▸ DIRECTIVES:
1. Please answer these questions from the article about the Junior Interns in Budapest:
(a) On what date did Viktor Orban give the speech?
(b) In which years did Horthy sign anti-Jewish laws?
(c) How many high school students from the Junior Intern program were in Budapest?
2. In one to three sentences, explain why the Junior Interns visited historical sites, met with local students and watched testimony during their week in Budapest, according to the article about them.

# Start of GIVEN TEXT

Junior Interns Respond to Hungarian Prime Minister’s Praise of Hungary's Antisemitic Leader During WWII

Mon, 07/31/2017 - 5:00pm

USC Shoah Foundation’s Junior Interns witnessed a disturbing example of modern antisemitism firsthand during their trip to Budapest in June. And they have something to say about it.

On June 21, Hungarian Prime Minister Viktor Orban gave a speech in which he named Hungarian right-wing leader Regent Miklos Horthy as one of several “exceptional statesmen” who led the country after the breakup of the Austo-Hungarian Empire after World War I. In fact, Horthy allied Hungary with Nazi Germany and signed anti-Jewish laws in 1920, 1938 and 1939, which resulted in the deportation and murder of half a million of Jews in the Holocaust.

The day Orban gave the speech, a dozen high school students who are part of USC Shoah Foundation’s Junior Intern program were in Budapest for their week-long trip, visiting historical sites, meeting with local students and watching testimony from the Visual History Archive to connect Budapest’s Holocaust history with issues of acceptance, remembrance and education today.

# End of GIVEN TEXT
# Start of ENTRIES SHOWN

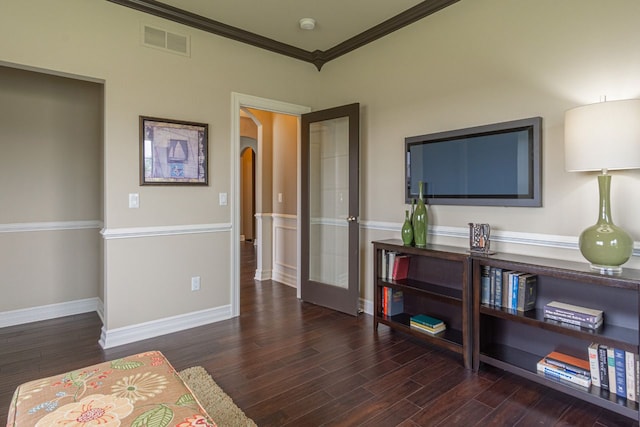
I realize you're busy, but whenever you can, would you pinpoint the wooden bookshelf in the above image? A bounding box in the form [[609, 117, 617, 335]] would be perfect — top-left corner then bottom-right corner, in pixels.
[[471, 254, 640, 420], [373, 239, 472, 369]]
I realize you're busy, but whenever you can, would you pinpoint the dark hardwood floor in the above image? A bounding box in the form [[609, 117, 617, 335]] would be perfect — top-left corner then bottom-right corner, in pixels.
[[0, 244, 638, 427]]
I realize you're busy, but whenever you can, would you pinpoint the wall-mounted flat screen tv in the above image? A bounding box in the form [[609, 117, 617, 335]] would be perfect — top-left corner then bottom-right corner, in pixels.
[[405, 117, 542, 207]]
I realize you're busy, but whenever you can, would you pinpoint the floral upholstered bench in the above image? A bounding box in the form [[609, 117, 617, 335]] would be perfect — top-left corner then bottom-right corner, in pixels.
[[7, 351, 215, 427]]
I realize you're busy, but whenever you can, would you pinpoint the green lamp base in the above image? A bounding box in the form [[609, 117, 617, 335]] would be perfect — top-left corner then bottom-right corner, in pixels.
[[579, 224, 633, 274], [579, 174, 633, 274]]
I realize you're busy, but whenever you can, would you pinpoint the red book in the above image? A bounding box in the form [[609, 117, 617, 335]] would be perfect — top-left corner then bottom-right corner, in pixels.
[[391, 255, 410, 280]]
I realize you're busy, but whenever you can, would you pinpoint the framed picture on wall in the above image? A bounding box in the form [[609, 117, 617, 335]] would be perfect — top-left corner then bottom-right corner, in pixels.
[[140, 116, 209, 185]]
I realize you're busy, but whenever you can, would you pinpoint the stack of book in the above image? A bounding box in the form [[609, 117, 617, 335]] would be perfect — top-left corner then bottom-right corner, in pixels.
[[588, 343, 640, 402], [410, 314, 447, 335], [536, 351, 591, 389], [480, 265, 538, 311], [382, 286, 404, 316], [381, 250, 411, 280], [544, 301, 604, 330]]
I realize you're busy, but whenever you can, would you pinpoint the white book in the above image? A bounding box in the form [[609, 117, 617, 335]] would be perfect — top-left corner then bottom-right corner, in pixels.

# End of ENTRIES SHOWN

▸ WRITTEN RESPONSES:
1.
(a) June 21
(b) 1920, 1938 and 1939
(c) A dozen

2. The interns did these things to connect Budapest's Holocaust history with today's issues of acceptance, remembrance and education. The testimony they watched came from the Visual History Archive.